As the 2013 Diversity Award recipient, Clayton P. Alderfer, PhD, has had a prolific career in organizational psychology, with more than 100 published articles and four books, of which more than half pertain to intergroup relations. His empirical work addresses intergroup relations along identity (e.g., race, gender, ethnicity, generation) using a number of methodologies, including participant observation and field experimentation. He has conducted research and provided interventions to change race relations through the use of race- and gender-based consulting teams. Moreover, Alderfer has provided service and mentoring through his academic positions at Yale and Rutgers. He has developed graduate level courses, for instance, to teach group and intergroup relations and has facilitated a liaison group for administration. As a consultant to organizations, he has provided intergroup interventions to organizations — especially those relevant to black-white relations and those aimed at solidifying the standing of innovative group-level educational programs in professional schools.
Melba J.T. Vasquez, PhD, has made professional contributions in the service of promoting diversity and social justice within the overall field of psychology and, to a lesser extent, the specialty of group psychology. She has authored several articles and book chapters and has presented at conferences about various group psychology and psychotherapy topics, such as the following:
- Ethical considerations in group psychotherapy.
- Group interventions and treatment with ethnic minorities/clients of color.
- Interpersonal relations and the group process.
A fellow of Div. 49 as well as Divs. 44, 45, 51 and 52, Vasquez has demonstrated her decades of commitment to diversity and social justice through her impressive publication record, clinical experience and professional service. During her term as APA president, she formed a task force on immigration to address this important issue. She has published multiple book chapters on group interventions and treatment with ethnic minority clients. Vasquez is highly deserving of recognition from the Diversity Committee of Div. 49.
• • • • • • •
Copy the passage about the two psychologists, starting at "A fellow of" and ending at "of Div. 49.", and rename "task force" to "working group" wherever it appears in that stretch.

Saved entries
• • • • • • •
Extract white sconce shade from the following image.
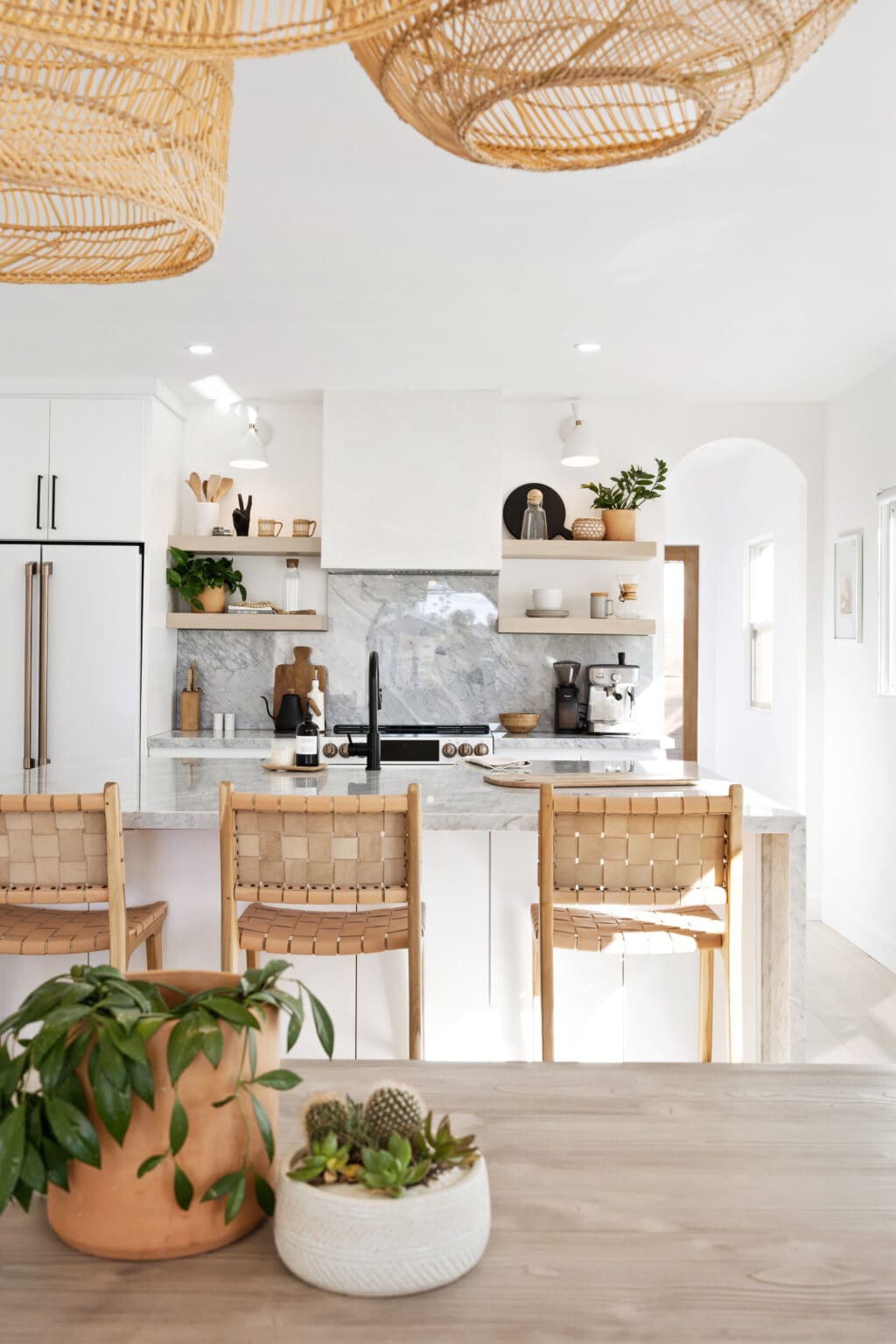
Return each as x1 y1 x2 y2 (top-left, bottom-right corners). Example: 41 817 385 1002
560 402 600 466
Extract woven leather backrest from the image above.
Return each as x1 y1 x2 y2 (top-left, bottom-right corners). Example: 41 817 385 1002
0 793 116 906
233 793 407 906
554 794 732 906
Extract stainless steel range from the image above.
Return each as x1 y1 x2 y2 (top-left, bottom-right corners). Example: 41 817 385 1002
321 723 494 765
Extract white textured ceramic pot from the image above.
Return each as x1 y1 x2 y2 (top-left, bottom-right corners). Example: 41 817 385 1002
274 1157 492 1297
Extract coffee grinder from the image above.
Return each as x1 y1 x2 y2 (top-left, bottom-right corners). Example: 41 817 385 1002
554 662 582 732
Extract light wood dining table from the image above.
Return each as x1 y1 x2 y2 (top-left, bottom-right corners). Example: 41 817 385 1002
0 1060 896 1344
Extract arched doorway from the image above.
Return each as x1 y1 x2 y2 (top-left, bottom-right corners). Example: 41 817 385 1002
663 438 806 809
• • • • • • •
§ Answer box
A fellow of Div. 49 as well as Divs. 44, 45, 51 and 52, Vasquez has demonstrated her decades of commitment to diversity and social justice through her impressive publication record, clinical experience and professional service. During her term as APA president, she formed a working group on immigration to address this important issue. She has published multiple book chapters on group interventions and treatment with ethnic minority clients. Vasquez is highly deserving of recognition from the Diversity Committee of Div. 49.